Data extracted from a collection
────────
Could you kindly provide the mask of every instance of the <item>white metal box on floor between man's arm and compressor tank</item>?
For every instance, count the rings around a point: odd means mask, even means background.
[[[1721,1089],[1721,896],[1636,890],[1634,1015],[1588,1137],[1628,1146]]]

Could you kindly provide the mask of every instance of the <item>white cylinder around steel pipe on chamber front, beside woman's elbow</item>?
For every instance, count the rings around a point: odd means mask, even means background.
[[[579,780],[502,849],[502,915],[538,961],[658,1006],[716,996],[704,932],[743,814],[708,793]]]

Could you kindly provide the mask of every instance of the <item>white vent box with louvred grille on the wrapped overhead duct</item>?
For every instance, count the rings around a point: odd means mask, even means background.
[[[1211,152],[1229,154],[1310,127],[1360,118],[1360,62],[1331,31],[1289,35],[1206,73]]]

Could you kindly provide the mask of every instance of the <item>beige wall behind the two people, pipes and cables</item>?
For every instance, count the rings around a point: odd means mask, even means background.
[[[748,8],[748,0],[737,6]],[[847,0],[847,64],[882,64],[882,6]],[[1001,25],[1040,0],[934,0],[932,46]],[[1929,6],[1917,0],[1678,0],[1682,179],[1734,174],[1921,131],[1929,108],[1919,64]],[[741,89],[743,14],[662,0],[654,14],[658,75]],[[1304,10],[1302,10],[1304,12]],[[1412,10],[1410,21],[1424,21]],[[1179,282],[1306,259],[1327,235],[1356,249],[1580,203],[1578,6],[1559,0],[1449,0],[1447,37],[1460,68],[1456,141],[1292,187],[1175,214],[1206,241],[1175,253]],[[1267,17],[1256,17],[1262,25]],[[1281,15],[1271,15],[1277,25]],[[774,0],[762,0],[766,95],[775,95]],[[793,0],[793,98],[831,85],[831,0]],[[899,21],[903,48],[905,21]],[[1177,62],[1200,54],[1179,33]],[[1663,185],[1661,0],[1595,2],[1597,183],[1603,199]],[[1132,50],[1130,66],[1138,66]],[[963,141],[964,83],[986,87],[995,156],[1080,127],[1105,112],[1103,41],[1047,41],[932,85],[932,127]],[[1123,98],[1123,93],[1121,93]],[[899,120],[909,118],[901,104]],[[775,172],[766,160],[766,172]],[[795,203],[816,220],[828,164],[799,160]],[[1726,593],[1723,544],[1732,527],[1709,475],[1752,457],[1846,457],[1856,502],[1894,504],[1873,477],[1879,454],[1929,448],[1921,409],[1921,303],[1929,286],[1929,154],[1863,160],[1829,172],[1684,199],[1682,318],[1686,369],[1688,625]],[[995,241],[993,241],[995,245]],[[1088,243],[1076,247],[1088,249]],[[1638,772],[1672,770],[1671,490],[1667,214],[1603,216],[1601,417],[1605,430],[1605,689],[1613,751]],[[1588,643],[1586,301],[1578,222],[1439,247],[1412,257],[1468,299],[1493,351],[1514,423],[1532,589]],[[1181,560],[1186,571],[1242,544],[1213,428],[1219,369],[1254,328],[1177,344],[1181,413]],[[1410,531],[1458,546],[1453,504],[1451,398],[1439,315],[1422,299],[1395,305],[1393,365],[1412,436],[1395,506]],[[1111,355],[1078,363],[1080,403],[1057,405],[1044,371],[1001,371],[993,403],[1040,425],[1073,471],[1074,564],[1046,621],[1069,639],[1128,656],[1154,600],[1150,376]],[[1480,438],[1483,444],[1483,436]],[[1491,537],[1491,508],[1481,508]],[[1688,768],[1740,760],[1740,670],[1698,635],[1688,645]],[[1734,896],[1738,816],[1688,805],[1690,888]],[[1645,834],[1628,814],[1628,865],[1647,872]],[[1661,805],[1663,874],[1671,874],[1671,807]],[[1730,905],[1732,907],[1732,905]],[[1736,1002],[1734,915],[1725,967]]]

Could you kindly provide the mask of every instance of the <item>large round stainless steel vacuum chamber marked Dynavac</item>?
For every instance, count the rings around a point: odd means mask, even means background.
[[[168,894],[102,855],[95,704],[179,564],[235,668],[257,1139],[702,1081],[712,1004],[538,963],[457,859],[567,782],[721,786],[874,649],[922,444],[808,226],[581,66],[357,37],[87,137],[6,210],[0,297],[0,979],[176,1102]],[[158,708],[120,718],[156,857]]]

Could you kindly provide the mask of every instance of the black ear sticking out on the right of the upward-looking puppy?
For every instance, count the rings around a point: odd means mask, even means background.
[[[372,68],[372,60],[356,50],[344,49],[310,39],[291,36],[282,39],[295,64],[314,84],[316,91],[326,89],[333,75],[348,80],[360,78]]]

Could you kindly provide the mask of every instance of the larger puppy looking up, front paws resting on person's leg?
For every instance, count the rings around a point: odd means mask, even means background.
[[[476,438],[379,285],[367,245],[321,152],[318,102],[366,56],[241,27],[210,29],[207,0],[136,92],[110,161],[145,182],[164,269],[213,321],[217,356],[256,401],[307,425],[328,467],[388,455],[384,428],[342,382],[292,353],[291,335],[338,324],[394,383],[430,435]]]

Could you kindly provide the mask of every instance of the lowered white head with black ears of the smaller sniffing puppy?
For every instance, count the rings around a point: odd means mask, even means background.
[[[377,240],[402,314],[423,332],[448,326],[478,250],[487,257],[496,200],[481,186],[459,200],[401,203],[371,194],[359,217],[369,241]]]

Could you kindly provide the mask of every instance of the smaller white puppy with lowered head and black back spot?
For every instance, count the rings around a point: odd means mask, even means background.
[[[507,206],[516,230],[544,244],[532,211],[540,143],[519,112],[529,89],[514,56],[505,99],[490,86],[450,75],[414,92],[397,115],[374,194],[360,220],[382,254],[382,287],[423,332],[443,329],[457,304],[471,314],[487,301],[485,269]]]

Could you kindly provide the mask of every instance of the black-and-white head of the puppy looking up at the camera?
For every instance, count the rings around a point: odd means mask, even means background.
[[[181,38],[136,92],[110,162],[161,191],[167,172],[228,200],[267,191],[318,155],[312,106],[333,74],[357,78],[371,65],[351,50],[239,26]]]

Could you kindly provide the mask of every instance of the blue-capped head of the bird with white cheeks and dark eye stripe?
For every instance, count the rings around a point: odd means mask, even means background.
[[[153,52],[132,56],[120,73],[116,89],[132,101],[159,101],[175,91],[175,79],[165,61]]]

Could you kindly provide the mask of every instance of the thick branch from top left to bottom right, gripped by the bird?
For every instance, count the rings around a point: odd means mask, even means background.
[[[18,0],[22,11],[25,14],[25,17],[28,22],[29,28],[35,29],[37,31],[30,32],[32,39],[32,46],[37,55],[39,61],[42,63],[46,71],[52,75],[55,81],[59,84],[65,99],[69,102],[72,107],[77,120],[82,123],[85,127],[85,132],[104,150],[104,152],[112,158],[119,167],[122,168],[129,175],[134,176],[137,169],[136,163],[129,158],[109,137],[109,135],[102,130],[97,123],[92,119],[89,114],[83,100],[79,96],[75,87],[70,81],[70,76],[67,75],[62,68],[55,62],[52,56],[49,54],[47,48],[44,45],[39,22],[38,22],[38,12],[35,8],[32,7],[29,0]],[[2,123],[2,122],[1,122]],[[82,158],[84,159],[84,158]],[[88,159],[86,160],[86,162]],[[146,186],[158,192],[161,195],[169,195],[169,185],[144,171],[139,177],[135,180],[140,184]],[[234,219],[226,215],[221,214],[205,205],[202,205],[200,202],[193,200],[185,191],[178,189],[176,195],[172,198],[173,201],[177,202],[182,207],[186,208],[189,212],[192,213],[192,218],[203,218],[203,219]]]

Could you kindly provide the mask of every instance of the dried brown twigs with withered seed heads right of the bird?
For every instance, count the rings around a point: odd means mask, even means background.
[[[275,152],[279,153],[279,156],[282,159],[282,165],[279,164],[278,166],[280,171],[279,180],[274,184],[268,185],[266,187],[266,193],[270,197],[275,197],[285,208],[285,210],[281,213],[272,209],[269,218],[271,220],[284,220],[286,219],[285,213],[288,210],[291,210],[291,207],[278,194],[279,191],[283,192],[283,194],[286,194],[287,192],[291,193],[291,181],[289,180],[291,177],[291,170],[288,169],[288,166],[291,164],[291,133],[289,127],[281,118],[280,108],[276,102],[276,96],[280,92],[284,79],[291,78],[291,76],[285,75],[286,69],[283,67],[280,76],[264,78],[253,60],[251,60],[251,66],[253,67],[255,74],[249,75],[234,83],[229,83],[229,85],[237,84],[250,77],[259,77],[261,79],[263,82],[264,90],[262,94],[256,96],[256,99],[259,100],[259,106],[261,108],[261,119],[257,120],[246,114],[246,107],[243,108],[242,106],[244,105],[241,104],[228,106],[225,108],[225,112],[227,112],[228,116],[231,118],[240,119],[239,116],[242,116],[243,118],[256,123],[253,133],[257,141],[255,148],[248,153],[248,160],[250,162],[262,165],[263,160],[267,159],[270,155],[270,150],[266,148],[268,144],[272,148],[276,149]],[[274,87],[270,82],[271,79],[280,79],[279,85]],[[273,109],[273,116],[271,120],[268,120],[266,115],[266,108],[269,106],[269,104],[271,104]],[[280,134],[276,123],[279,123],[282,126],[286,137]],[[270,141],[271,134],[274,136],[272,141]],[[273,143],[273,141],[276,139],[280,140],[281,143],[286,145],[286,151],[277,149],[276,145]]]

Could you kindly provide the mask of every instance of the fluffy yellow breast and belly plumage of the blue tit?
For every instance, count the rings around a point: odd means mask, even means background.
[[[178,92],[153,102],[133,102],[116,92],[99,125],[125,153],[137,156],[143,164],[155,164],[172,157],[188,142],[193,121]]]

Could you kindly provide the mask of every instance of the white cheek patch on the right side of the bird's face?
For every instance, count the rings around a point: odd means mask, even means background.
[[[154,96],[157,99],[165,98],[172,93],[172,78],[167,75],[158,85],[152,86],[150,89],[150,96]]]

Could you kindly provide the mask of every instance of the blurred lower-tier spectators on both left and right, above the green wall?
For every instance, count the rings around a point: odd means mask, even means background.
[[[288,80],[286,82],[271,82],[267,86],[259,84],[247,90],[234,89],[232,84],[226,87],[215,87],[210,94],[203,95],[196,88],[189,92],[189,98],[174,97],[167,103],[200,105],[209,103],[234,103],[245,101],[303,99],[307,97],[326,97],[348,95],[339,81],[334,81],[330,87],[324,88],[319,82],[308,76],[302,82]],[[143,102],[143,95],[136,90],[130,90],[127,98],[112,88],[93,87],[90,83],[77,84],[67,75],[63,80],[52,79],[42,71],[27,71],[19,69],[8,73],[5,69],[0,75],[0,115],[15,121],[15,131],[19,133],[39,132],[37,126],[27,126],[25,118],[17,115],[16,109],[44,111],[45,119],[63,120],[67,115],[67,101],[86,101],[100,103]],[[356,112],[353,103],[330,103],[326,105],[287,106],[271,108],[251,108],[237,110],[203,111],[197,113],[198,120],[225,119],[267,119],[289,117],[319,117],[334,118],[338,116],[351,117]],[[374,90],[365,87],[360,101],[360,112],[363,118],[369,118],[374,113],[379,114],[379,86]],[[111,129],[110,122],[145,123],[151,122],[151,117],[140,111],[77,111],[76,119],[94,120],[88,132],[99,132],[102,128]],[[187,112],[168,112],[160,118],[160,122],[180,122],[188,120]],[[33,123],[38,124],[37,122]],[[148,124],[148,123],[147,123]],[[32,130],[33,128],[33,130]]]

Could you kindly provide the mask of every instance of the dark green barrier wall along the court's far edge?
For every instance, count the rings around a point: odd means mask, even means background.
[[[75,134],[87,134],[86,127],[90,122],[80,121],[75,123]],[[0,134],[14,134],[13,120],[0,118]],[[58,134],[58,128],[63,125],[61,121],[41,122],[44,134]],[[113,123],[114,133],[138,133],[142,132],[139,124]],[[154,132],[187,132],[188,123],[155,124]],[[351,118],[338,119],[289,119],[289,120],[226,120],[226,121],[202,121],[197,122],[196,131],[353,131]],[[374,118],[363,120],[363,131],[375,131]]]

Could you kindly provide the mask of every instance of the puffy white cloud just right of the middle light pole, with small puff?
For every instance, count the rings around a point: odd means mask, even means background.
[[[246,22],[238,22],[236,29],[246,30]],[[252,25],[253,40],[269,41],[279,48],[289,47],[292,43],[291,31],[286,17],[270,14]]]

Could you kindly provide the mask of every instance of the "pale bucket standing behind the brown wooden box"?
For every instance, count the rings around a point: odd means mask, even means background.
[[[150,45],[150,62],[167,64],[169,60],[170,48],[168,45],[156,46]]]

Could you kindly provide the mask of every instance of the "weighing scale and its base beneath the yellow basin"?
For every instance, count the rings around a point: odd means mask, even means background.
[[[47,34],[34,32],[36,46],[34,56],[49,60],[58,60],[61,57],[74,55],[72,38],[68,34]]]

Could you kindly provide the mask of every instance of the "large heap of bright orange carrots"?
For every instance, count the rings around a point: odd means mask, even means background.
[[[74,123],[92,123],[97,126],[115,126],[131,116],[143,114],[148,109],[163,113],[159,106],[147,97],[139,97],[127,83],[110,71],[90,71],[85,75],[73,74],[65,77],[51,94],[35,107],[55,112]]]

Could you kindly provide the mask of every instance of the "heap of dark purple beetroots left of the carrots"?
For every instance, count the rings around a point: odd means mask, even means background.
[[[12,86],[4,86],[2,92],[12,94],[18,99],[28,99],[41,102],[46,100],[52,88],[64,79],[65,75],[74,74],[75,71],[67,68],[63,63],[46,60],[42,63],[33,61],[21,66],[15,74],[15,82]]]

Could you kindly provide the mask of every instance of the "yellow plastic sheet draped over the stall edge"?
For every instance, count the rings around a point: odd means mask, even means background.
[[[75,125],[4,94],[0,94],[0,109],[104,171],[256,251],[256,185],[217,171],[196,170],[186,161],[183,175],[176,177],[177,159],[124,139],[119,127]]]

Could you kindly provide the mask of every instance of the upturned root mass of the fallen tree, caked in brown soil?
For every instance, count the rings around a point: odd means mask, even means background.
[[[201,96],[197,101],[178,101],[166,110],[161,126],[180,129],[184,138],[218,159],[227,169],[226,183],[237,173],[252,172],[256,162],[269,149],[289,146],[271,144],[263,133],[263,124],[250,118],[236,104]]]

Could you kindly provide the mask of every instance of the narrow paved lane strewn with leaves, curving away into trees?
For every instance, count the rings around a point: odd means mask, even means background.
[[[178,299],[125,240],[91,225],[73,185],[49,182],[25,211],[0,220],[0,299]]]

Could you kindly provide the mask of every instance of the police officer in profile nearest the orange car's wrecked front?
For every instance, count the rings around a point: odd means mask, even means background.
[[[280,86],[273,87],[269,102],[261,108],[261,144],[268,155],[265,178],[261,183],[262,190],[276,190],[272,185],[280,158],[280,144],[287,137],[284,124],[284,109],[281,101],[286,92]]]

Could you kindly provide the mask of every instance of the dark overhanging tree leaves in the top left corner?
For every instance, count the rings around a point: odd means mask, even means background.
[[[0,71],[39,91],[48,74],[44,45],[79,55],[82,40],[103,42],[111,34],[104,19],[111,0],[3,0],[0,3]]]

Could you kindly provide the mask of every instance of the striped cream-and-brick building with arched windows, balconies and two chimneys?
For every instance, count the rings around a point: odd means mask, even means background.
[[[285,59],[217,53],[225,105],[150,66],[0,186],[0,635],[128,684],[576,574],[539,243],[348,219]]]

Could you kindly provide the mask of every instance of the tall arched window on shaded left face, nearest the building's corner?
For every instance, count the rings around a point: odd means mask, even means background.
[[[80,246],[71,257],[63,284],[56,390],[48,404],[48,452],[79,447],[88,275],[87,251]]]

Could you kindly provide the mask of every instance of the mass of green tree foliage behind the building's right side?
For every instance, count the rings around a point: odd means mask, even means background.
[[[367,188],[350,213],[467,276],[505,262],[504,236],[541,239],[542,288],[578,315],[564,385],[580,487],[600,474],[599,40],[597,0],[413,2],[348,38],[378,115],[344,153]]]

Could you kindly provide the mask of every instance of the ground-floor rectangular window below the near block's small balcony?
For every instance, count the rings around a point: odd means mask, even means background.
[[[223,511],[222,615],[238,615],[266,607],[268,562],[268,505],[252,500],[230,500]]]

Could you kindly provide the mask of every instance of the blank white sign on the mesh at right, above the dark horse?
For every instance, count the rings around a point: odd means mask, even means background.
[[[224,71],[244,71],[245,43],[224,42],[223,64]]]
────────
Scan the records above for the string "nearest", then report every line that contains it.

[ANSWER TO THIS TASK]:
Could you kindly provide the mask of every instance of the police officer in profile nearest the orange car's wrecked front?
Could you kindly provide the mask of every instance of the tall arched window on shaded left face, nearest the building's corner?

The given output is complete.